## Begin Passage to read

Warren Zevon talks Odds, “Werewolves”, scoring films, and managing to remain poor



By Steve Newton

Once upon a time, there were four young men who played in a band called Dawn Patrol. At a bar called the Roxy, they’d play fired-up versions of classic rock tunes and intersperse them with zany patter and goofy jokes. Then one day the band revealed the songwriting side of its split personality and, as the Odds, released an album. A guy from L.A. named Warren Zevon heard it. He wanted this band to be his band, so they went on the road together, and toured happily ever after—or at least until they came to a town called Vancouver.

This Wednesday (February 12) at 86 Street is the final date of the whirlwind North American tour by Zevon and the Odds, a fairy tale-like pairing if there ever was one. In the course of little more than a year, the Odds—singer/guitarists Craig Northey and Steven Drake, bassist Doug Elliott, and drummer Paul Brennan—have gone from being a Granville Mall house band to the driving force behind one of pop music’s most unique artists. On tour, they’re performing tunes from Zevon’s latest album, Mr. Bad Example, which features the likes of guitarists David Lindley and Waddy Wachtel, and drummers Jeff Porcaro and Jim Keltner.

Those are pretty big shoes to fill.

“Well, they’ve got pretty big feet,” says Zevon, calling during sound check from Gadsden, Alabama. “You can quote me on that. They’re very proficient players, so nothing has presented any kind of musical problem for them. Quite the opposite.”

According to the Odds’ Northey—whose band is doing double duty as both the opening act and the headliner’s band—the feeling is mutual.

“Warren is a great mentor to have,” Northey says. “He’s obviously a brilliant songwriter, and everybody who’s familiar with the Odds knows that’s one of our big interests—just being good songwriters. And in this instance, he wanted to hire somebody to come along that would put their own flavourings into the music, so he had us do ‘the Odds playing Warren Zevon’, and we didn’t really have to fill anybody’s shoes.

“We come from different musical backgrounds,” adds Northey, “so we’re rubbing off on each other. And our senses of humour have influenced each other. We’ve watched [the Bob and Doug McKenzie movie] Strange Brew a couple of times on the bus, and Warren claims to be turning into a Canadian, so we’ll see.”

On Mr. Bad Example, Zevon’s 11th album, tunes like the title track and “Things to Do in Denver When You’re Dead” are typical of the 45-year-old singer’s quirky style; he’s noted for such eccentric numbers as “Detox Mansion”, “Roland the Headless Thompson Gunner”, and “Werewolves of London”. Local couch-taters might also be aware of Zevon’s music through the TV miniseries Drug Wars. He claims that composing scores to film is a lot easier than coming up with songs.

## End Passage to read

▸ **Goal**
Turn the paragraph of the Warren Zevon article that begins "This Wednesday (February 12)" into a short bulleted list that keeps its main facts.

## Begin Provided data

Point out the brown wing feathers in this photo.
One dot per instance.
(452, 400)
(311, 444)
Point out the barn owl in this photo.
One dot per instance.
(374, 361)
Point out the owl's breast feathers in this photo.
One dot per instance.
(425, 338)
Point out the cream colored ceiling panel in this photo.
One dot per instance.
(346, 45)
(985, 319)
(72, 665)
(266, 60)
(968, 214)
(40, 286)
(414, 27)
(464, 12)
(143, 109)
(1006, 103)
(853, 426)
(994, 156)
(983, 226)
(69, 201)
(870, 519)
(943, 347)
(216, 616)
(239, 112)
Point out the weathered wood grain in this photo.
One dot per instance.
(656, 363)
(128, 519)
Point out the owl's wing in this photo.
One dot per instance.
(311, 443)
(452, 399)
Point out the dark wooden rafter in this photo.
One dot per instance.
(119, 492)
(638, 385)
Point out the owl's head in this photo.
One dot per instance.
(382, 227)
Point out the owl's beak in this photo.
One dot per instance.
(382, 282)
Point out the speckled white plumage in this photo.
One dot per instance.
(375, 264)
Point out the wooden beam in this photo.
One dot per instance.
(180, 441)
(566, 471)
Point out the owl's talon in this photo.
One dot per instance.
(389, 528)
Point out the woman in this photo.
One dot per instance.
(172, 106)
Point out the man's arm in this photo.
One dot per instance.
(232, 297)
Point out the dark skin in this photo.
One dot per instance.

## End Provided data

▸ **Task solution**
- The North American tour by Zevon and the Odds ends this Wednesday, February 12, at 86 Street.
- In little more than a year, the Odds went from a Granville Mall house band to the driving force behind Zevon.
- The band: Craig Northey and Steven Drake (singer/guitarists), Doug Elliott (bass) and Paul Brennan (drums).
- On tour they play songs from Zevon's latest album, Mr. Bad Example.
- That album features guitarists David Lindley and Waddy Wachtel and drummers Jeff Porcaro and Jim Keltner.